Point annotation dataset data:
####

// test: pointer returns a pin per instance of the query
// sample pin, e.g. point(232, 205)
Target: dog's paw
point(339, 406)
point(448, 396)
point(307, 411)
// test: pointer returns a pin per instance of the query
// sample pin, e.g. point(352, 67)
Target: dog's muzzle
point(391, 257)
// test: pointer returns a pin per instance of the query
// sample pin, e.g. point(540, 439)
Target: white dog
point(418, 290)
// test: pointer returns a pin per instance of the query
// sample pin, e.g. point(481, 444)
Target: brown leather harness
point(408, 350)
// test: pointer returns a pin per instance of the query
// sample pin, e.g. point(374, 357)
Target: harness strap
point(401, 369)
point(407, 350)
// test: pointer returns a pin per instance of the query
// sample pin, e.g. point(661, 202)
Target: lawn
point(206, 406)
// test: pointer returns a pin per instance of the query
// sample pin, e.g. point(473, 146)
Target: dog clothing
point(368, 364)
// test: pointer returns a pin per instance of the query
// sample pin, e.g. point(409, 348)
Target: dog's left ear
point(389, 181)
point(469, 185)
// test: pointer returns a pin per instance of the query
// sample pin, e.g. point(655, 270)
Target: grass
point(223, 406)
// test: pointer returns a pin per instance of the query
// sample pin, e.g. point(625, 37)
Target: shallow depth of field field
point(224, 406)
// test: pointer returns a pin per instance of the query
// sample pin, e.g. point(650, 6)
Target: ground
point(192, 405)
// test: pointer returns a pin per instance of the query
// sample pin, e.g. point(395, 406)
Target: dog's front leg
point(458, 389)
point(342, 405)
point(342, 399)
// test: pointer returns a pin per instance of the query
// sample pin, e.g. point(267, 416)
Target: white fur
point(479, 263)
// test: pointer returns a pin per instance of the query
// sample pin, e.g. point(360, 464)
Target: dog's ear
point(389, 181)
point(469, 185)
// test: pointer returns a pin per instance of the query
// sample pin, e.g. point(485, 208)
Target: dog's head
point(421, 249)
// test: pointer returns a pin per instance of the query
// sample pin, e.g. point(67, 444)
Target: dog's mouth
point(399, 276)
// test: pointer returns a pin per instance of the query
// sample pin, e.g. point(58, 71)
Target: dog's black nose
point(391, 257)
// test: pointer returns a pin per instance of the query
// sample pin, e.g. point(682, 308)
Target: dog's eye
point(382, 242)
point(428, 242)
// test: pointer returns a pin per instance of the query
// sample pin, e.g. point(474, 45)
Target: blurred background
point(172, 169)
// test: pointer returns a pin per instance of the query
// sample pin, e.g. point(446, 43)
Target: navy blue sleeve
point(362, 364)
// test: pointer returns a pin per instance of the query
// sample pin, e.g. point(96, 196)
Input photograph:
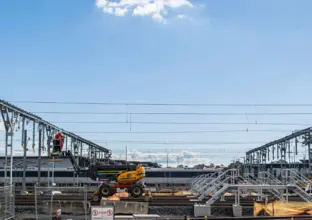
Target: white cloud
point(157, 9)
point(187, 158)
point(183, 17)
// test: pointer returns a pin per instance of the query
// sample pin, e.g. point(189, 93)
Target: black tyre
point(107, 190)
point(136, 190)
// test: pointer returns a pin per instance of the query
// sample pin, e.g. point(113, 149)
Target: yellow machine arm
point(131, 177)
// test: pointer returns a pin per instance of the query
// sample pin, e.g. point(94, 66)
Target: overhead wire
point(175, 113)
point(177, 123)
point(177, 142)
point(166, 104)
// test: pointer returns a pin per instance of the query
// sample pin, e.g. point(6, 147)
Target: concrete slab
point(125, 207)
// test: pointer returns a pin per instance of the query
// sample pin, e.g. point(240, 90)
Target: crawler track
point(28, 200)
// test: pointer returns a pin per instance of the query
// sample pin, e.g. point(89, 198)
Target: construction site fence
point(243, 218)
point(74, 200)
point(7, 202)
point(279, 208)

####

** Exercise requirements **
Filter the data above and copy every line that contains the word "harness".

** Written answer **
Target: brown leather harness
Target: harness strap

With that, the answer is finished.